Skip to content
This repository has been archived by the owner on Sep 26, 2021. It is now read-only.

Machine create fails with latest Docker #4156

Closed
dminkovsky opened this issue Jun 29, 2017 · 46 comments
Closed

Machine create fails with latest Docker #4156

dminkovsky opened this issue Jun 29, 2017 · 46 comments

Comments

@dminkovsky
Copy link

dminkovsky commented Jun 29, 2017

Hello

docker-machine version 0.12.0, build 45c69ad

docker-machine create fails now:

docker-machine -D create \
    --driver google \
    --google-project project \
    --google-zone us-east1-d \
    --google-machine-type n1-standard-1 \
    --google-disk-size 20 \
    --google-preemptible \
    build-vm2

The machine is created and Docker is installed, but it won't start. The problem appears to be a related to a new version of Docker getting installed by a new version of the install script over at https://get.docker.com. My installs went from 17.05.0-ce to 17.06.0-ce, and with that change, Docker installs but does not start.

Jun 29 00:50:08 build-vm2 docker[5705]: `docker daemon` is not supported on Linux. Please run `dockerd` directly

or

Jun 29 00:56:12 build-vm2 dockerd[6407]: Error starting daemon: error initializing graphdriver: driver not supported

Unless I change:

/usr/bin/docker daemon -H tcp://0.0.0.0:2376 -H unix:///var/run/docker.sock --storage-driver aufs --tlsverify --tlscacert /etc/docker/ca.pem --tlscert /etc/docker/server.pem --tlskey /etc/docker/server-key.pem --label provider=google

to

/usr/bin/dockerd -H tcp://0.0.0.0:2376 -H unix:///var/run/docker.sock --tlsverify --tlscacert /etc/docker/ca.pem --tlscert /etc/docker/server.pem --tlskey /etc/docker/server-key.pem --label provider=google

in /etc/systemd/system/docker.service.d/10-machine.conf.

▶ **Required work**
[A] In the Docker Machine issue, write out the passage starting at "docker-machine -D create" and ending at "does not start.", changing "us-east1-d" to "us-west1-b".
[B] Answer these questions about the Docker Machine issue, one per line:
(i) What docker-machine version and build does the reporter give?
(ii) Which Docker version did the installs move from, and which did they move to?
(iii) In which file does the reporter change the daemon command?

▶ **Listed records**
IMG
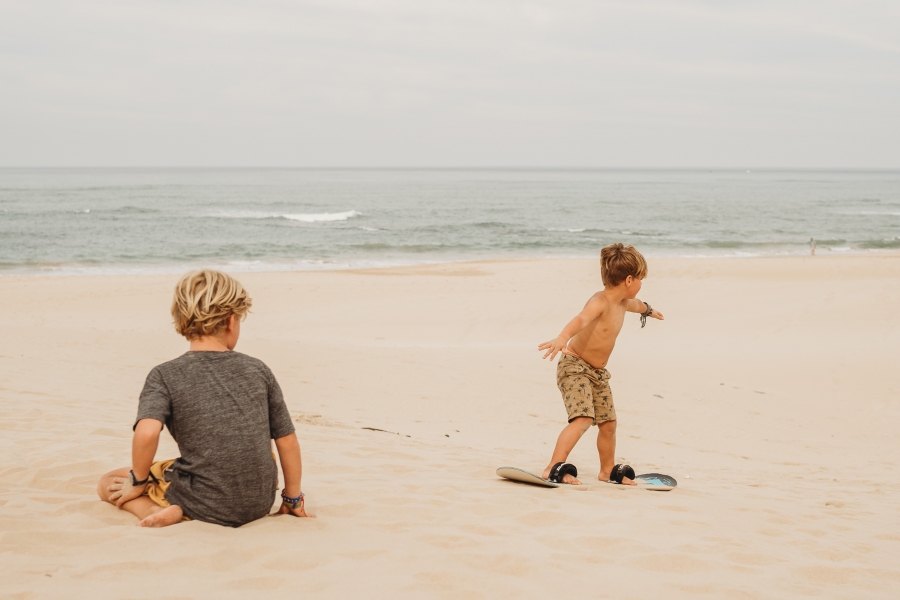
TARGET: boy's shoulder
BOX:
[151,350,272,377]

...

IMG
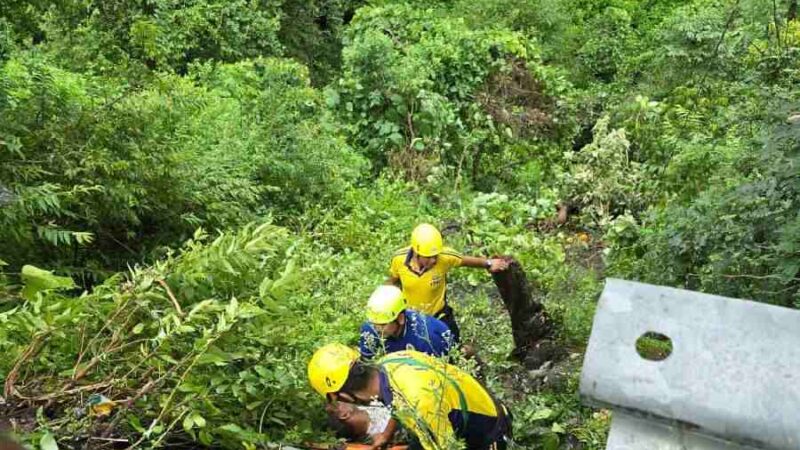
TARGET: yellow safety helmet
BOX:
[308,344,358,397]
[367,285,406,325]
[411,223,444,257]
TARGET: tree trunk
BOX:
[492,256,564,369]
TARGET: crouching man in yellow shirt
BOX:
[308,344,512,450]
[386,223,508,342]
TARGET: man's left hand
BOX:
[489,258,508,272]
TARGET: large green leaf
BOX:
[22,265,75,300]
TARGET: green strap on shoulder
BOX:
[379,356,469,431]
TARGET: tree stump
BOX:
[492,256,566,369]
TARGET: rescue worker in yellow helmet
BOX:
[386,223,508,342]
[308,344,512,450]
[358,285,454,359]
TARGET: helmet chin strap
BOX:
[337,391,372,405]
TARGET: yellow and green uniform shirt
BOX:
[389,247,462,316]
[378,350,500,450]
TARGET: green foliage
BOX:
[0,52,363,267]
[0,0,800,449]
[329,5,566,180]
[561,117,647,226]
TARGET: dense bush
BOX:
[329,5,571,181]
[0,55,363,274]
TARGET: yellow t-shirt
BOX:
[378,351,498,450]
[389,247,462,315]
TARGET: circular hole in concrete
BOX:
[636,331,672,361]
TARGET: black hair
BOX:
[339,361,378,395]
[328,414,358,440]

▶ **Solution set**
[A]
docker-machine -D create \
    --driver google \
    --google-project project \
    --google-zone us-west1-b \
    --google-machine-type n1-standard-1 \
    --google-disk-size 20 \
    --google-preemptible \
    build-vm2

The machine is created and Docker is installed, but it won't start. The problem appears to be a related to a new version of Docker getting installed by a new version of the install script over at https://get.docker.com. My installs went from 17.05.0-ce to 17.06.0-ce, and with that change, Docker installs but does not start.

[B]
(i) Version 0.12.0, build 45c69ad.
(ii) From 17.05.0-ce to 17.06.0-ce.
(iii) /etc/systemd/system/docker.service.d/10-machine.conf